EXERCISE DATA:
= Beginning of Section =
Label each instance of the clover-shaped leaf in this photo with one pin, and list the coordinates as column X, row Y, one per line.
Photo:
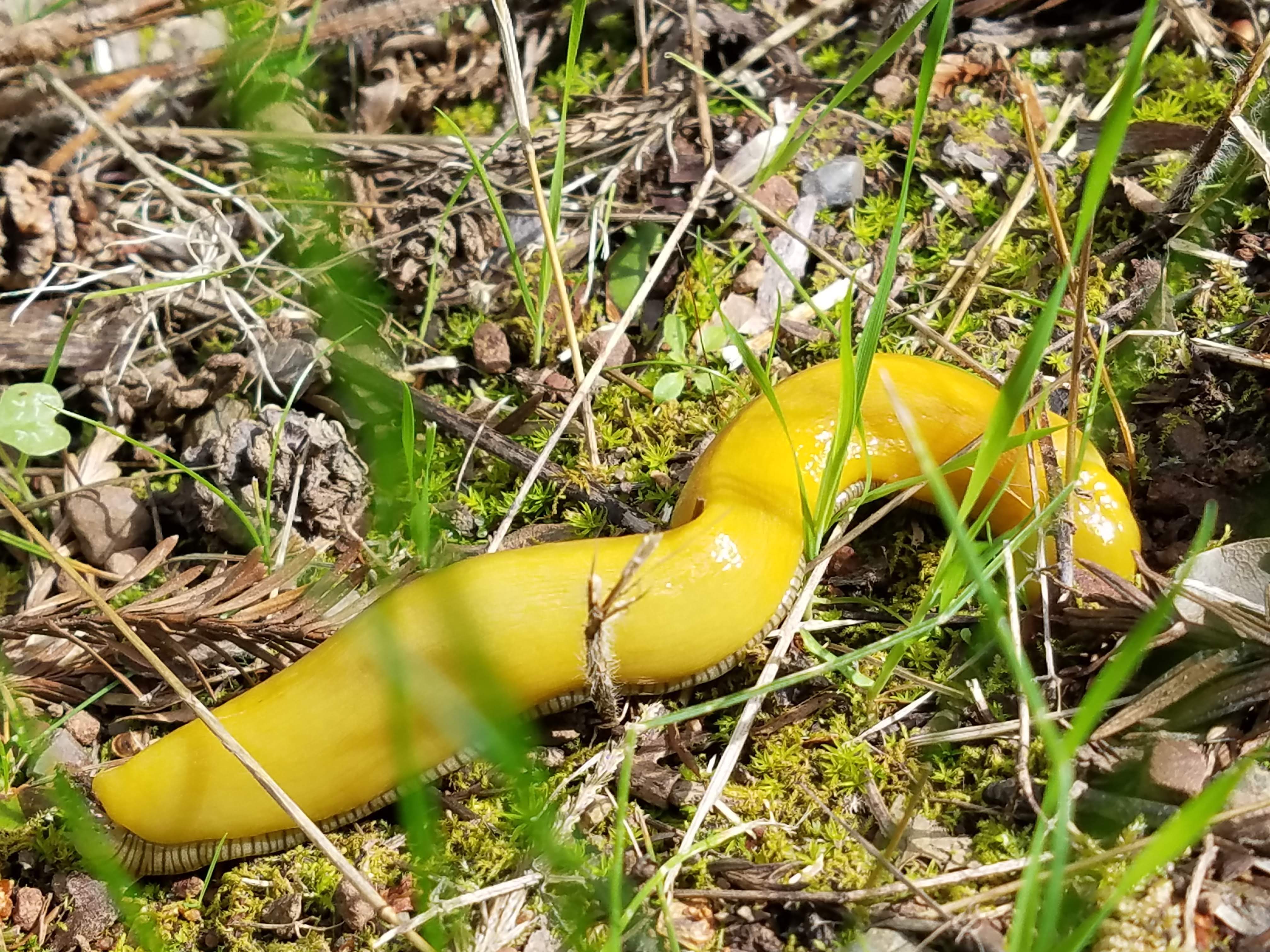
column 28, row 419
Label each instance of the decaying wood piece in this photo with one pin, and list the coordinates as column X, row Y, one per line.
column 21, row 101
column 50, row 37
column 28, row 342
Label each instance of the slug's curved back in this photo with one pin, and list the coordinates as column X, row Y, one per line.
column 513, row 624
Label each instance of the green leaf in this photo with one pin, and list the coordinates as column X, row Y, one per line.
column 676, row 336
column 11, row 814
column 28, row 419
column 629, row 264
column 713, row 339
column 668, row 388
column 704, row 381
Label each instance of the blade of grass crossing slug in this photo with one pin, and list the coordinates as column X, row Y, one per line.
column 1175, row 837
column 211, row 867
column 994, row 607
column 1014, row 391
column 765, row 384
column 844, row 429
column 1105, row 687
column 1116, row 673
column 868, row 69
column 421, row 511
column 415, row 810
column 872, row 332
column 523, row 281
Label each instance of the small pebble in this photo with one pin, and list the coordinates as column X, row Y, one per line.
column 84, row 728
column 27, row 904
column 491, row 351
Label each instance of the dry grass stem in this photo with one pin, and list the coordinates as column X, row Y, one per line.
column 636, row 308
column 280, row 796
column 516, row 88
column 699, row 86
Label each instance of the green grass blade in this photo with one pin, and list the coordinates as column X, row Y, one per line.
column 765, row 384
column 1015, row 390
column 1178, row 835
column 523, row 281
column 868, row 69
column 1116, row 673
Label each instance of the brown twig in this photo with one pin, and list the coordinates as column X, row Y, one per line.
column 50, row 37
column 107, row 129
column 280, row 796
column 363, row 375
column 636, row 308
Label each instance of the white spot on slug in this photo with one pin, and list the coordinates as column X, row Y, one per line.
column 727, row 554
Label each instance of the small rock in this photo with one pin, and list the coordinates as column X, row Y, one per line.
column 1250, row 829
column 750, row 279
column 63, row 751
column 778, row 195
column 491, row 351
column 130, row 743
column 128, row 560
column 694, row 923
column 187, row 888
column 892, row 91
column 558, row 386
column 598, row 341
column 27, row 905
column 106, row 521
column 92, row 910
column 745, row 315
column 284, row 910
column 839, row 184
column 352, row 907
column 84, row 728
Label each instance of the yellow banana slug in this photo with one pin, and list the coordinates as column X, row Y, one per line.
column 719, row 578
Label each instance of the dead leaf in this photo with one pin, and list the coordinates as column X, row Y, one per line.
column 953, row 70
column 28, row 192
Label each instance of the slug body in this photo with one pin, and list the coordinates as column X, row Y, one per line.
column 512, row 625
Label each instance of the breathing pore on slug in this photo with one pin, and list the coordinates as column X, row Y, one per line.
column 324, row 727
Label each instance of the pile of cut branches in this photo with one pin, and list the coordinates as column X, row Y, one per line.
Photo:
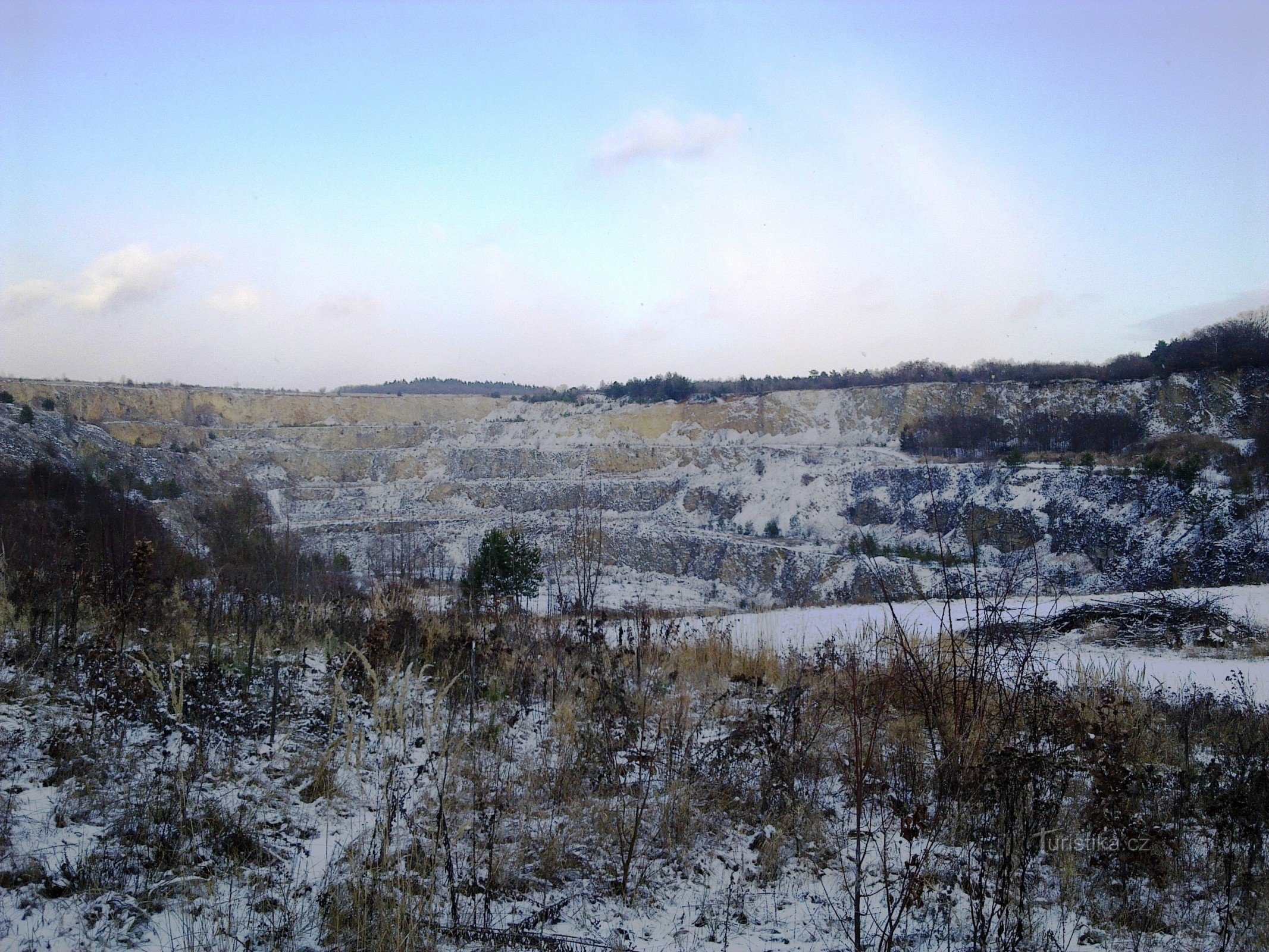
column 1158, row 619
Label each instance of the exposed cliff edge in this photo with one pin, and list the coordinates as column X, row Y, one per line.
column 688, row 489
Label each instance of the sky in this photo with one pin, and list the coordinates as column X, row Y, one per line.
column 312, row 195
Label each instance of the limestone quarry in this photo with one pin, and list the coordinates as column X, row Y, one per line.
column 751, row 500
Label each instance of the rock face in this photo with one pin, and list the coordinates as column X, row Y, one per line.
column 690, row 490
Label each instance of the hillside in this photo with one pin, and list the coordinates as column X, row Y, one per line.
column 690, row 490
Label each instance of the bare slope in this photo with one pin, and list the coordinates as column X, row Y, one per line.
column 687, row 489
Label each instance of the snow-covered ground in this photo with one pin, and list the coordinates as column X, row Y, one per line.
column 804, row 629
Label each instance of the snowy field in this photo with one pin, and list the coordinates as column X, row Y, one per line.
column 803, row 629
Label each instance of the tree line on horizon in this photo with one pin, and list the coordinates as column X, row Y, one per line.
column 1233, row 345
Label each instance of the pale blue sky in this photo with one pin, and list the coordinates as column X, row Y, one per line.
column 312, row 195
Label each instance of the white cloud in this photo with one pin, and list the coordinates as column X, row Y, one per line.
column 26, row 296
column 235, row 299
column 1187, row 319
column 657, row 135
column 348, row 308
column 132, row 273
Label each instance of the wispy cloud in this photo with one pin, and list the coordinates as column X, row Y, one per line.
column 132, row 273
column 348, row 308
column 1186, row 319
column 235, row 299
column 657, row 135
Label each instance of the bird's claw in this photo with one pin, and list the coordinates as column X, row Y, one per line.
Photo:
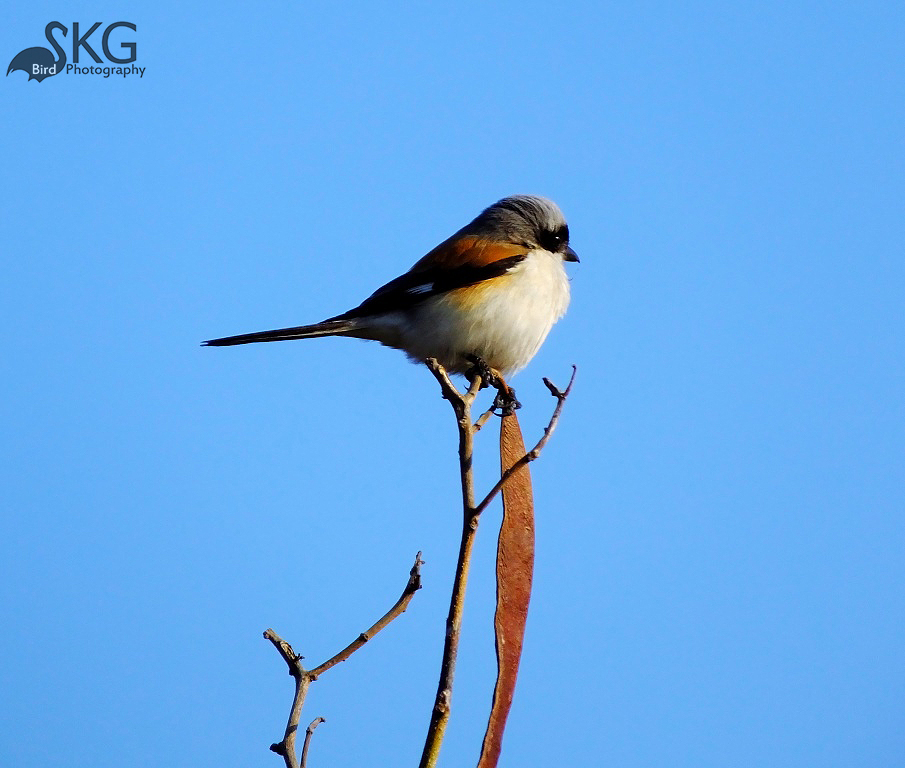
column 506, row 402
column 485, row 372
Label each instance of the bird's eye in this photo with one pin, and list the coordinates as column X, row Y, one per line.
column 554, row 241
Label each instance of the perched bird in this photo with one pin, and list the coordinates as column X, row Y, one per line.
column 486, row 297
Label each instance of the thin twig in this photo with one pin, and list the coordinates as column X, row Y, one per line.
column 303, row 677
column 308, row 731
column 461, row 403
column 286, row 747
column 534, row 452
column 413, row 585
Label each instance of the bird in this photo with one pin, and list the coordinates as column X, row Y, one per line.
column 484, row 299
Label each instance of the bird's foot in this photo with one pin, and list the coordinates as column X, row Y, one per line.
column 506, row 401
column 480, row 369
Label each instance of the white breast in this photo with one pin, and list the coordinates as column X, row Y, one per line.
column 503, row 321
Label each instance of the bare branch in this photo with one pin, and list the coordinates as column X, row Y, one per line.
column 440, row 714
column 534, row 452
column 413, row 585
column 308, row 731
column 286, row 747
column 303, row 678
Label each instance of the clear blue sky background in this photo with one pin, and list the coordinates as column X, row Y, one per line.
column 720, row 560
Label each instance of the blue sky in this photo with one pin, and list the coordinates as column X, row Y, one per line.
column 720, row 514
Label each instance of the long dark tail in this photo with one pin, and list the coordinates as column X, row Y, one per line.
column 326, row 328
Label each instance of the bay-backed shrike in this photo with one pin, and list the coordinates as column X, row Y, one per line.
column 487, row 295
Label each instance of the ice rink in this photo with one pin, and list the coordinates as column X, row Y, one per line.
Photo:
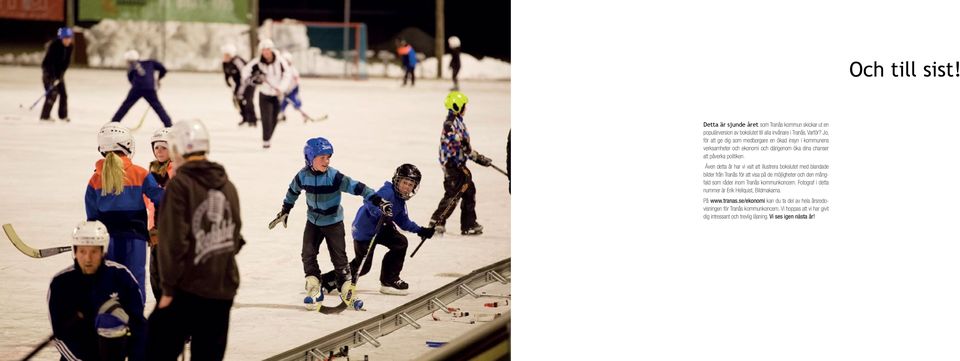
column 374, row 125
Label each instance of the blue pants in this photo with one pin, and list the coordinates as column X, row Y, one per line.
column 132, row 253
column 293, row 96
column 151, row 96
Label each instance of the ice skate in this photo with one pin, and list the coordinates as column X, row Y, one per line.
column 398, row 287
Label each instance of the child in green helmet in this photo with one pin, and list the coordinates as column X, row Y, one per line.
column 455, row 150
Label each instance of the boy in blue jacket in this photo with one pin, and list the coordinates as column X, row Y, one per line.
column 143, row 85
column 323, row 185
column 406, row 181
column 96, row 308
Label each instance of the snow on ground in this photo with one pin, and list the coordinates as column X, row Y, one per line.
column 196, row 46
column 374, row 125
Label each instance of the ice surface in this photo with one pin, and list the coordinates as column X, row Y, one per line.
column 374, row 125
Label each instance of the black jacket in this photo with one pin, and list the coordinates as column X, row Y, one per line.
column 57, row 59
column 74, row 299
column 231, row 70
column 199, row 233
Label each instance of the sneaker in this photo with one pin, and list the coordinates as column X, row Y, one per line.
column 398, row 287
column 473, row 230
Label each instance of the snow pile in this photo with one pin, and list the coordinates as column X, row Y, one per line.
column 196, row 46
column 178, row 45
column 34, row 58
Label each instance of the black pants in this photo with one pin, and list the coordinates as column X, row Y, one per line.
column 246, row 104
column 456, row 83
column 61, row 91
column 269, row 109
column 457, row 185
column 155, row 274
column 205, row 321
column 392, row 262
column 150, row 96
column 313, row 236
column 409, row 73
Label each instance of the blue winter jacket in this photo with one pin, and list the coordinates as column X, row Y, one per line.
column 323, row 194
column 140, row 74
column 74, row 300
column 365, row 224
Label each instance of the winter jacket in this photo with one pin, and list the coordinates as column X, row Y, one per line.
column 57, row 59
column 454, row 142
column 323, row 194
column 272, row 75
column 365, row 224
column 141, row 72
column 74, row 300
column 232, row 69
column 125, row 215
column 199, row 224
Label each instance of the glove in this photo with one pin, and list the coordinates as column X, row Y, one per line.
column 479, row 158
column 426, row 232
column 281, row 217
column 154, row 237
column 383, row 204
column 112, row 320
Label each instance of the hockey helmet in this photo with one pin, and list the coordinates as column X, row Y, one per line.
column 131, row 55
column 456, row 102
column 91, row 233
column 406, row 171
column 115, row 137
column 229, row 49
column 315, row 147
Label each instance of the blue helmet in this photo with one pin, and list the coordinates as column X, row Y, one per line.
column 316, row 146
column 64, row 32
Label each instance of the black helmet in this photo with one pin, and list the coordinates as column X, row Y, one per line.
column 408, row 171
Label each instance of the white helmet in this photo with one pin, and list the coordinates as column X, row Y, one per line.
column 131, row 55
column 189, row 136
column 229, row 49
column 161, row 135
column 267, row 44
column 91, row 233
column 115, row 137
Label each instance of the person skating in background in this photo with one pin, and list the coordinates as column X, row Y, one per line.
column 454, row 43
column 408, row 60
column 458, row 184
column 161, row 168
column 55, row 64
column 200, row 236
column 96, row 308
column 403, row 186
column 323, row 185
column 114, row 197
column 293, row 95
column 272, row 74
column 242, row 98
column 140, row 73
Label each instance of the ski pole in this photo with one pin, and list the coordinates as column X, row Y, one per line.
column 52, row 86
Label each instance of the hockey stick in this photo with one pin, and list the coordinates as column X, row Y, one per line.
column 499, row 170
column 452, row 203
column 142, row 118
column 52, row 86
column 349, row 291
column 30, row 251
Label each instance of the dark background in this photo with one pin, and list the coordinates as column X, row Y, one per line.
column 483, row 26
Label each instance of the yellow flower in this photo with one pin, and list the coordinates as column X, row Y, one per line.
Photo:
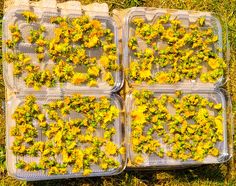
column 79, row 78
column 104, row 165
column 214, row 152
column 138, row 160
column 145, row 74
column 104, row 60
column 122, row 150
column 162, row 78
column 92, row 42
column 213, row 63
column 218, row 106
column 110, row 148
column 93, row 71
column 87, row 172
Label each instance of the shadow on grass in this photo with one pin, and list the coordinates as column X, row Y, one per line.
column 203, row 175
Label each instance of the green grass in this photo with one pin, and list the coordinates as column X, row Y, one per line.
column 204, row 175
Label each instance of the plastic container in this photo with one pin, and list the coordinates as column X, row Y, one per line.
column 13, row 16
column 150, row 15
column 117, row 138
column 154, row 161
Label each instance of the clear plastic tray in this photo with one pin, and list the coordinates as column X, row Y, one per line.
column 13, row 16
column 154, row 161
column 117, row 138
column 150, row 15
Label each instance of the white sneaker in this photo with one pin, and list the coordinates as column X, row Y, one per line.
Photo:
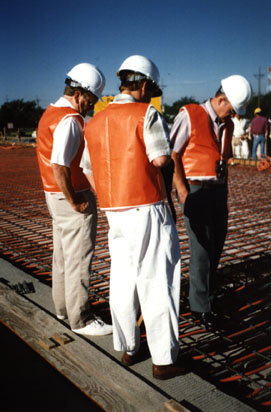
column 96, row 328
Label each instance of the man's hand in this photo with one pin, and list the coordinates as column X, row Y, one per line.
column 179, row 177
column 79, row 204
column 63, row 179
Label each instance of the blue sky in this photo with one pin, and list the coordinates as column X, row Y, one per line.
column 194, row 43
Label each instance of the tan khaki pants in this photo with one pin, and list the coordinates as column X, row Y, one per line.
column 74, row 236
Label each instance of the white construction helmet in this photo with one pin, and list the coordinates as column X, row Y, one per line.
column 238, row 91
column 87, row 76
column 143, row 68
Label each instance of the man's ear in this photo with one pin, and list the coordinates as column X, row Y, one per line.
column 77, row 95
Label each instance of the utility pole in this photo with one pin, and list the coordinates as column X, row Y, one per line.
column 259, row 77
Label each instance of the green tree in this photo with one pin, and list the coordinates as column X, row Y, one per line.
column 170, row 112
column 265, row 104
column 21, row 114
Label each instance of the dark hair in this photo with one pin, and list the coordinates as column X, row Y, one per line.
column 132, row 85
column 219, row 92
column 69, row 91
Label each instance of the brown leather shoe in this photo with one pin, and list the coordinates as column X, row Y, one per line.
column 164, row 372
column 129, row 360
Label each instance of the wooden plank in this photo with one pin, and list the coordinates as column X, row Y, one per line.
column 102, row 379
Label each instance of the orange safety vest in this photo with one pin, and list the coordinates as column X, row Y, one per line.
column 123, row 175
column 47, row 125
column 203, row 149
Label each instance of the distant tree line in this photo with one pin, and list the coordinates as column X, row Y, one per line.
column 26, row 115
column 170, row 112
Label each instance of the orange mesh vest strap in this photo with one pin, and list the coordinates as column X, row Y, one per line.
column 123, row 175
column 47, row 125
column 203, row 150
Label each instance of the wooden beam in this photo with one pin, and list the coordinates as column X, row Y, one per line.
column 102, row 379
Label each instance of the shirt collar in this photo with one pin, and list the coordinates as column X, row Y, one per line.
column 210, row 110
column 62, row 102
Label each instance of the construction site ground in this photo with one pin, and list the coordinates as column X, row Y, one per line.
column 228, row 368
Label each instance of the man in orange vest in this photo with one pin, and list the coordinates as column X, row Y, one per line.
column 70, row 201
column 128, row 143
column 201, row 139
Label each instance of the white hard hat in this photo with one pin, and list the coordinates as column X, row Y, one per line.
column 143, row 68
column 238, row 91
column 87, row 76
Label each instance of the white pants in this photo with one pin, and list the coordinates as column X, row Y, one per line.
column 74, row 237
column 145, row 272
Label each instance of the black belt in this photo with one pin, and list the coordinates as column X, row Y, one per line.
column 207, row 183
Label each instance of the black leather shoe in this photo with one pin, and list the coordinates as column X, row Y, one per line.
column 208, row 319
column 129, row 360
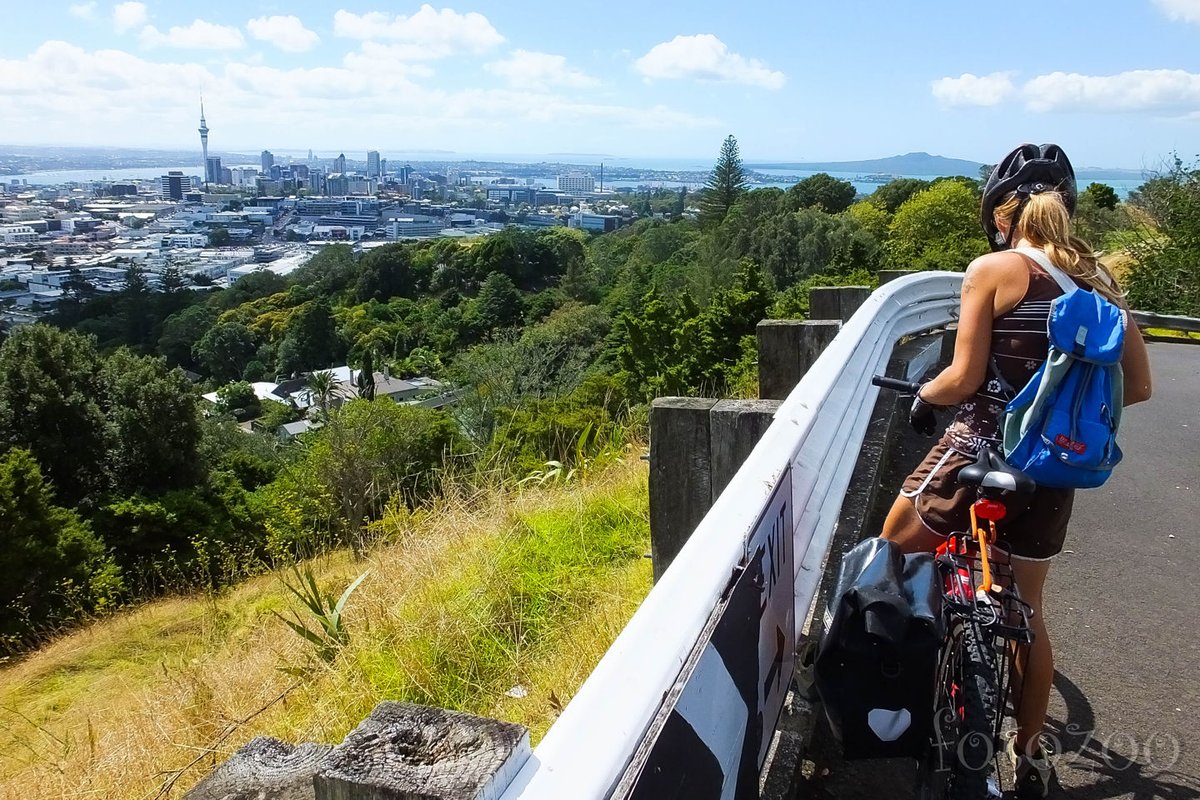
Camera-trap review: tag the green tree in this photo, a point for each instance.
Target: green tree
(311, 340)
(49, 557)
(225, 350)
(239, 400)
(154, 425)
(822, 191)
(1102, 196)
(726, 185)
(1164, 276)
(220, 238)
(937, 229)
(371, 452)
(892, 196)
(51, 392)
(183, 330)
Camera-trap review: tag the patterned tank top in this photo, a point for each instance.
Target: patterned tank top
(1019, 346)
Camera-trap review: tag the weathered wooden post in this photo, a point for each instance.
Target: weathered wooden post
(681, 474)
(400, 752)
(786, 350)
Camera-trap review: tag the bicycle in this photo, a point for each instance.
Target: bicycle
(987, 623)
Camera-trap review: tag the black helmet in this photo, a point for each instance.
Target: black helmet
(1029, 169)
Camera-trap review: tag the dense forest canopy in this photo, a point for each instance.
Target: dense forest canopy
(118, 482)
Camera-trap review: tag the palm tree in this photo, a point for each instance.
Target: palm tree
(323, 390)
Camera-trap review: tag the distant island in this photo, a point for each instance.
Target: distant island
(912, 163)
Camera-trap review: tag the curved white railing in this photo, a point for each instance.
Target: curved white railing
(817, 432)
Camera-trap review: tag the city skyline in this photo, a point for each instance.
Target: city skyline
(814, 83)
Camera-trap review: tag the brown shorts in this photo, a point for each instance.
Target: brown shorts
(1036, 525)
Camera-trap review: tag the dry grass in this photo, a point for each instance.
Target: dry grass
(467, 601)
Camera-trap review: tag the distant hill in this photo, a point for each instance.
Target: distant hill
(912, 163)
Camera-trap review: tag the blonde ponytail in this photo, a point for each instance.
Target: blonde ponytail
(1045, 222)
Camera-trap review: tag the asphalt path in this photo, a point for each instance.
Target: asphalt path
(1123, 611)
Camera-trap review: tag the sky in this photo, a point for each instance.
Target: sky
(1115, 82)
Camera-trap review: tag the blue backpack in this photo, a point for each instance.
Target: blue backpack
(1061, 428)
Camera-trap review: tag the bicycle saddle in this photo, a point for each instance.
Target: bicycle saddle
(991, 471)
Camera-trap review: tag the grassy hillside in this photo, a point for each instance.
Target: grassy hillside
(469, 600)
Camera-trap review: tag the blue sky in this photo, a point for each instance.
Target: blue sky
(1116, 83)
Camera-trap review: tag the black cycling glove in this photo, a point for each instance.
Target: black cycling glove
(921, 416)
= End of Section =
TASK DESCRIPTION: From the entries above, restate word for word the lines from the line containing "Camera-trap review: tag the patterned" to the line containing "Camera-trap review: tag the brown", both ends included, and nothing more.

WRITTEN RESPONSE:
Camera-trap review: tag the patterned tank top in this photo, a point for each instance.
Target: patterned tank top
(1019, 346)
Camera-trap review: tag the weathered wooden post in this photo, a point for each instance.
Target: weathered wooden post
(681, 474)
(400, 752)
(786, 350)
Camera-trap review: tag the bicycle in this photo, a point for each instance.
Target: bicycle
(987, 623)
Camera-trap review: tag the black helmet in this photo, a point for each instance.
Target: black helmet
(1029, 169)
Camera-trap review: tag the dense forest canopy in this photo, a point for each instance.
Target: dense forest canopy
(118, 482)
Camera-trap review: tag the palm tree in this photo, a point for each instance.
Target: palm tree
(323, 390)
Camera-trap review: tag the distant island in this photo, a point for each instance.
Target: distant island
(912, 163)
Camera-trap review: tag the curved white railing in this photo, a point for each instance.
Target: curved white railing
(817, 432)
Camera-trap review: tag the city skyline in this photo, a point for each instance.
Target: city skyline
(814, 83)
Camera-trap review: tag the brown shorts in this photo, a point for each instance.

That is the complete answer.